● **Set exercise**
Update the records below by changing every "Teacher note" to "Annotator note" and leaving all other text as it is.

[START Stored data]

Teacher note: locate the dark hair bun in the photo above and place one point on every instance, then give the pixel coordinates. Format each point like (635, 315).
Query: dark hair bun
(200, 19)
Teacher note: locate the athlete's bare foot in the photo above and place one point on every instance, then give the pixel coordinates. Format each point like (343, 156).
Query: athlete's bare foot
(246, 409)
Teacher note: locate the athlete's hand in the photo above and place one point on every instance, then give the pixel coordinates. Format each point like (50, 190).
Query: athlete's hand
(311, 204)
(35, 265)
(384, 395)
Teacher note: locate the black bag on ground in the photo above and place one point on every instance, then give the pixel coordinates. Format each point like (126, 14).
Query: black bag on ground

[END Stored data]

● **Finished task**
Annotator note: locate the dark hair bun in the photo above and place one point on every instance, then give the pixel coordinates. Format each point like (635, 315).
Query: dark hair bun
(200, 19)
Annotator note: locate the athlete's bare foot in the photo above and place one point on every instance, then give the pixel coordinates. Format each point like (343, 156).
Query: athlete's bare foot
(246, 409)
Annotator note: locate the athlete's hand in the photo above and place one point on every instance, then give the pixel coordinates. Format each point like (50, 190).
Query: athlete's hand
(311, 204)
(35, 265)
(384, 395)
Annotator note: locate the black bag on ground in the photo above and place one point on every instance, then give the pixel coordinates. Format each point like (126, 14).
Query: black bag on ground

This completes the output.